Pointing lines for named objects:
-------
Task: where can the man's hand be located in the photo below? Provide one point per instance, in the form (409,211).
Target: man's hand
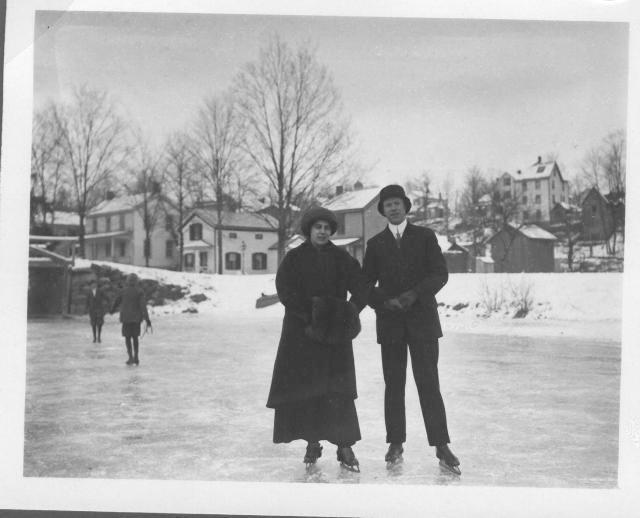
(407,299)
(393,305)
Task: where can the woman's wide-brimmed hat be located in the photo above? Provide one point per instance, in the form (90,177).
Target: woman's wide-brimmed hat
(393,191)
(317,214)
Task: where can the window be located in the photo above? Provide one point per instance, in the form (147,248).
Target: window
(259,261)
(195,231)
(232,261)
(146,247)
(341,224)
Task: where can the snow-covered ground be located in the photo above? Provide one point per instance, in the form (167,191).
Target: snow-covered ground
(561,304)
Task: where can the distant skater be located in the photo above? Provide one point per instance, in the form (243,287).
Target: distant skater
(133,310)
(97,305)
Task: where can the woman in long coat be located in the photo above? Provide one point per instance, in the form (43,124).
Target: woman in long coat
(314,384)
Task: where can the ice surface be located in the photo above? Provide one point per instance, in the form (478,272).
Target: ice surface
(523,410)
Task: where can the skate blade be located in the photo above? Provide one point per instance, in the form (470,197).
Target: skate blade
(451,469)
(354,469)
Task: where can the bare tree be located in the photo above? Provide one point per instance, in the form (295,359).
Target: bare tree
(93,142)
(146,190)
(295,130)
(178,185)
(47,163)
(421,186)
(215,147)
(474,214)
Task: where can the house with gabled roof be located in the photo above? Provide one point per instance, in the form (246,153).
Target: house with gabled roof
(522,248)
(237,243)
(114,231)
(358,218)
(537,188)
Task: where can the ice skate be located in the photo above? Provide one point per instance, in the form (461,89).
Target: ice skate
(394,454)
(448,460)
(314,452)
(347,459)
-------
--- Challenge ---
Rewrite the lines above as a JSON list of strings, one string per line, skipping blank lines. Leave the pictures out.

--- Complete response ---
[
  "Task: where can the man's hand be located in the photo below? Provide one point per instance, in the form (409,211).",
  "Target: man's hand",
  "(407,299)",
  "(393,305)",
  "Task: where can the woman's wide-brimmed hat be located in the photo above? Provide one point per instance, in the form (90,177).",
  "Target: woman's wide-brimmed hat",
  "(393,191)",
  "(317,214)",
  "Task: where can the window be located in the photo above? Provide one point per instance, in the form (147,248).",
  "Target: window",
  "(259,261)",
  "(195,231)",
  "(232,261)",
  "(146,247)",
  "(341,224)",
  "Task: where can the snow-covered ground be located in the photo above? Provide one point per instance, in the form (167,191).",
  "Target: snow-covered ground",
  "(561,304)",
  "Task: where can the distant skater be located in the photo above? Provide one point per instance, in the form (243,287).",
  "Target: distant skater",
  "(133,310)",
  "(97,305)",
  "Task: where can the woman in long coat be located in the photo above? Provide one point per instance, in the form (43,124).",
  "Target: woman in long coat",
  "(314,384)",
  "Task: where can the ice surface be located in the photo above? Provide one point per instance, in the form (478,272).",
  "Target: ice surface",
  "(523,410)",
  "Task: where can the skate blade be located in the photo above? Provide one point per instance, in the form (470,197).",
  "Target: skate blade",
  "(451,469)",
  "(354,469)",
  "Task: where can the bare tree be located in the photo above? Provide one point per instance, in the form (295,359).",
  "Target: bare tree",
  "(93,142)",
  "(146,190)",
  "(295,130)",
  "(178,185)",
  "(47,163)",
  "(421,186)",
  "(215,147)",
  "(474,214)",
  "Task: where can the house with gabled roof be located in the photo above? Provide one point per instance, in the form (246,153).",
  "Target: house with gabled roof",
  "(522,248)",
  "(237,243)",
  "(114,231)",
  "(358,218)",
  "(537,188)",
  "Task: where can the ice skate be located in the photo above? Provide one point per instance, in the form (461,89).",
  "Target: ice skate",
  "(394,454)",
  "(448,460)",
  "(314,452)",
  "(347,459)"
]